— Page text —
═══

Single by Michael Bublé featuring Black Thought

from the album Nobody but Me
- Released: August 9, 2016
- Recorded: 2015–16
- Genre: Power pop; hip hop;
- Length: 2:59
- Label: Reprise
- Songwriter(s): Michael Bublé; Alan Chang; Bryan Lipps; Erik Kertes; Jason Goldman;
- Producer(s): Michael Bublé; Chang; Goldman; Carlsson;

Michael Bublé singles chronology
| "The More You Give (The More You'll Have)" (2015) | "Nobody but Me" (2016) | "I Believe in You" (2016) |

Black Thought singles chronology
|  | "Nobody but Me" (2016) |  |

Music video
- "Michael Bublé – Nobody But Me [Official Music Video]" on YouTube

= Nobody but Me (Michael Bublé song) =

"Nobody but Me" is a song by Canadian recording artist Michael Bublé, featuring American rapper Black Thought from the group The Roots. It was released on August 9, 2016 through Reprise Records as the lead single from his seventh studio album of the same name.

═══

— Data section —
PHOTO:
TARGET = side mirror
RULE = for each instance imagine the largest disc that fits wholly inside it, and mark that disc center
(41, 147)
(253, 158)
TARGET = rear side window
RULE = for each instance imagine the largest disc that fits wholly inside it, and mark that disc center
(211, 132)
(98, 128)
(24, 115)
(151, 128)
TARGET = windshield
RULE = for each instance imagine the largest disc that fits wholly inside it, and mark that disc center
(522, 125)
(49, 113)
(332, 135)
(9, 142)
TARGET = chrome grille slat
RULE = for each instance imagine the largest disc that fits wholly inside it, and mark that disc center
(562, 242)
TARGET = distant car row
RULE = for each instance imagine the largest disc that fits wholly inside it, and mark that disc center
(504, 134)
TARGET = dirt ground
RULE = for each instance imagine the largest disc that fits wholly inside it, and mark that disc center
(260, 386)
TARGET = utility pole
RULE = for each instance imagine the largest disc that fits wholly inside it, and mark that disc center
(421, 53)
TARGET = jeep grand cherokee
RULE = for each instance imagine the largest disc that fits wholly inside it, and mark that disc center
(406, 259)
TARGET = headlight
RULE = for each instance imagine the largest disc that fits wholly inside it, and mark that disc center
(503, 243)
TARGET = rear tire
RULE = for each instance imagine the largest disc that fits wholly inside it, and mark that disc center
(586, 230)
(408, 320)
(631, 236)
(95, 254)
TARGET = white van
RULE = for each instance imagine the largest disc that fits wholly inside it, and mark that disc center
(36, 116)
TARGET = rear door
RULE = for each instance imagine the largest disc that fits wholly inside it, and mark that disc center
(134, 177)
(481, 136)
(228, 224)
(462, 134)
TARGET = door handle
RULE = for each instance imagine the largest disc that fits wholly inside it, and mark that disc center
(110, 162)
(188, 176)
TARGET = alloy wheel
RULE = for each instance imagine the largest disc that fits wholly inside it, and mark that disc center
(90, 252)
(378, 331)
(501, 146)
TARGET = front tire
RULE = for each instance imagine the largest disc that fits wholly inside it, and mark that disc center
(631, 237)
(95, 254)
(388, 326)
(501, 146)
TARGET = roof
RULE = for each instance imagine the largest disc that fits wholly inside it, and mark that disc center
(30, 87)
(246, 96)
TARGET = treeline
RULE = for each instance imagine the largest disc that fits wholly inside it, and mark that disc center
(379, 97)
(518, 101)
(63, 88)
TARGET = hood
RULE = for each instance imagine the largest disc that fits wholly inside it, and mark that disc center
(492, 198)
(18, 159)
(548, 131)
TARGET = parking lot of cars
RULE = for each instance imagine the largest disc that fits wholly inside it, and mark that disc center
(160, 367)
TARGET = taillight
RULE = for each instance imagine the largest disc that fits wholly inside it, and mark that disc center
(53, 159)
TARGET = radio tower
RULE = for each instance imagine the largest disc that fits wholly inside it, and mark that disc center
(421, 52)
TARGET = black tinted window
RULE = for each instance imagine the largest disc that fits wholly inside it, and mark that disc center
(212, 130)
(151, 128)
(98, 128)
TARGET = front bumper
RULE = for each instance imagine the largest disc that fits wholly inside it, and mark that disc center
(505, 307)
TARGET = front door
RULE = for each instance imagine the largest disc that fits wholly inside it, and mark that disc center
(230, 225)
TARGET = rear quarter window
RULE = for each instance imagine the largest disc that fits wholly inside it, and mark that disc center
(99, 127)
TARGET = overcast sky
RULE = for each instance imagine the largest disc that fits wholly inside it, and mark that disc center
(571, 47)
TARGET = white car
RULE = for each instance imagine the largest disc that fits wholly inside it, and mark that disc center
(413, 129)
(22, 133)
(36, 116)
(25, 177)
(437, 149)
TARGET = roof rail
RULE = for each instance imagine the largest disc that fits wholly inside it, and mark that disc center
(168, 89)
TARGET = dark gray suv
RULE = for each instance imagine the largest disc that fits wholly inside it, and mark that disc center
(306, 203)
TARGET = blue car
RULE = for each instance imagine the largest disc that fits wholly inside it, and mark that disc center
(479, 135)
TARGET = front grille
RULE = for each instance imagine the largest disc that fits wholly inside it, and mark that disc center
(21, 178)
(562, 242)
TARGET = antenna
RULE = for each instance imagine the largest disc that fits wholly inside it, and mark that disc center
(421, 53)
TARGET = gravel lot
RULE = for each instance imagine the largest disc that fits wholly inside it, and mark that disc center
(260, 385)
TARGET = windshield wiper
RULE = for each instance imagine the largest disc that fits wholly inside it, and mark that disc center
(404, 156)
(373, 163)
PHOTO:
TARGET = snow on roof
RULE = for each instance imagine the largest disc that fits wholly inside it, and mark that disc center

═══

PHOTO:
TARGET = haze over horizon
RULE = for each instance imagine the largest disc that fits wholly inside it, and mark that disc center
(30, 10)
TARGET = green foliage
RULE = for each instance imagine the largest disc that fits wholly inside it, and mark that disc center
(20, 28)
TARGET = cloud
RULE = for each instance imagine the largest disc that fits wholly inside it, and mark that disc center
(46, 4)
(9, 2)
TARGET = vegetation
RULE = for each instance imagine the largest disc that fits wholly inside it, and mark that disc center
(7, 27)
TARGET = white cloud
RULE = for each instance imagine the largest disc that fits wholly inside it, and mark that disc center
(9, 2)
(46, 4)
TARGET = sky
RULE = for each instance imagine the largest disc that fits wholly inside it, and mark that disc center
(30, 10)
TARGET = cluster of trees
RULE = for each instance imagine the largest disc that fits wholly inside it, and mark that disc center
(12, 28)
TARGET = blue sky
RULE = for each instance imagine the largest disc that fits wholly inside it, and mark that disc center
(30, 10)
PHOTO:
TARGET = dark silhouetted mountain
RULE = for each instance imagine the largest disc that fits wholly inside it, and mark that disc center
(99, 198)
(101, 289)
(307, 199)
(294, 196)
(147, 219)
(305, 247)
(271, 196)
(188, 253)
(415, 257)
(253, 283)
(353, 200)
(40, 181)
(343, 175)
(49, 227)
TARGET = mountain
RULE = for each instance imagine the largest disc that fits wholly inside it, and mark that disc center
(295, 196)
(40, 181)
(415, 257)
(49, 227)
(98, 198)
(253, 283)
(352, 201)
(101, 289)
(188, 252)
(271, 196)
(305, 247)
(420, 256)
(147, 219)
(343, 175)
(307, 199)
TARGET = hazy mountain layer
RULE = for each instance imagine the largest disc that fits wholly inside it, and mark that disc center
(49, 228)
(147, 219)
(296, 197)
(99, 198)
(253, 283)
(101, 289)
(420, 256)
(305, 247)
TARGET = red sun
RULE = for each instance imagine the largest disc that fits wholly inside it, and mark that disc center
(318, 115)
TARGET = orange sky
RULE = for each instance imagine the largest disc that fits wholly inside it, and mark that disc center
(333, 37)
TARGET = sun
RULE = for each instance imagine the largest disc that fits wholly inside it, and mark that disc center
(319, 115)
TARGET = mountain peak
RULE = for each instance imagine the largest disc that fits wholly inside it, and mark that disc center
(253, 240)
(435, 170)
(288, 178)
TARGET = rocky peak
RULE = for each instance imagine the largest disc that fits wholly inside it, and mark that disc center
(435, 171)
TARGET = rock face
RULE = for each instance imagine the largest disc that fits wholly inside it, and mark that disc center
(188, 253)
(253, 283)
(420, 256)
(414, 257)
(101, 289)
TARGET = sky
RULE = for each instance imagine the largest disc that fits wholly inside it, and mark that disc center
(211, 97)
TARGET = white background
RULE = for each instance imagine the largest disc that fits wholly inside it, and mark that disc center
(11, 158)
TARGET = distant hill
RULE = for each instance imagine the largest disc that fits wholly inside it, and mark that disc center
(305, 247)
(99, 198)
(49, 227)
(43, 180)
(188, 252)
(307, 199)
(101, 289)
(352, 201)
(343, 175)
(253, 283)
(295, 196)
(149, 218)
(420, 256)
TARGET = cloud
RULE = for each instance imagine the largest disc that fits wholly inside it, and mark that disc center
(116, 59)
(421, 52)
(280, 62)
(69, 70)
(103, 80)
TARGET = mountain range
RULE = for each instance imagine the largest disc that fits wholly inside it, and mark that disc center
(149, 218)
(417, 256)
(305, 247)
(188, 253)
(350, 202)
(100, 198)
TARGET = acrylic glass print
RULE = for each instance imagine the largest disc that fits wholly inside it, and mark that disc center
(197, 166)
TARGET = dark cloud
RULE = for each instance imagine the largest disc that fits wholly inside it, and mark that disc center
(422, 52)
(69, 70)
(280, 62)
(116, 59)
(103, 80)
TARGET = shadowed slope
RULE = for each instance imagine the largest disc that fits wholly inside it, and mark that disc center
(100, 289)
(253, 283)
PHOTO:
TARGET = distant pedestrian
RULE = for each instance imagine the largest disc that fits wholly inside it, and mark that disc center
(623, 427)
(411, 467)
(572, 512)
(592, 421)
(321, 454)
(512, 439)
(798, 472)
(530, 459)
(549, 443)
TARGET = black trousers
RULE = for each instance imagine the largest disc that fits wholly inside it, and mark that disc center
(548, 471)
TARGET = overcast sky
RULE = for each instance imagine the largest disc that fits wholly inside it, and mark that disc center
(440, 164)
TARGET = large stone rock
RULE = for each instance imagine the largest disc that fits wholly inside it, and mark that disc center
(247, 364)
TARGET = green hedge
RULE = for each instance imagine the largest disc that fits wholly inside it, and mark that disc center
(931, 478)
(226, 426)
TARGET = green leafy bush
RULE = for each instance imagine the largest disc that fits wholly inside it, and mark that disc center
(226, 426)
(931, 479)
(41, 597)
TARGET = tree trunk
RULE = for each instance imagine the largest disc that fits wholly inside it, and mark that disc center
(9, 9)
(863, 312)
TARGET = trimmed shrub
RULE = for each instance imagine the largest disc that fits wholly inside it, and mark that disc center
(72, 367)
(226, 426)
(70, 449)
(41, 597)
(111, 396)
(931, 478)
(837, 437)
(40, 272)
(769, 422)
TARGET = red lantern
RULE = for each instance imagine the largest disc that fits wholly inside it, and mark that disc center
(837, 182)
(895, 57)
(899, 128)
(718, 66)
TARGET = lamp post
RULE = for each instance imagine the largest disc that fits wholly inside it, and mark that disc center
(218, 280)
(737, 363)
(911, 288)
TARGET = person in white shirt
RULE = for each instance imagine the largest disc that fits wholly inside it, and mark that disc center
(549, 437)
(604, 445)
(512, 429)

═══

— Given problem 1 —
Name every songwriter credited on the page about "Nobody but Me."
— Given problem 2 —
Rewrite the page about "Nobody but Me" from "Black Thought singles" up to and including "the same name.", with "lead single" changed to "first single".

— Task output 1 —
Michael Bublé, Alan Chang, Bryan Lipps, Erik Kertes, Jason Goldman

— Task output 2 —
Black Thought singles chronology
|  | "Nobody but Me" (2016) |  |

Music video
- "Michael Bublé – Nobody But Me [Official Music Video]" on YouTube

= Nobody but Me (Michael Bublé song) =

"Nobody but Me" is a song by Canadian recording artist Michael Bublé, featuring American rapper Black Thought from the group The Roots. It was released on August 9, 2016 through Reprise Records as the first single from his seventh studio album of the same name.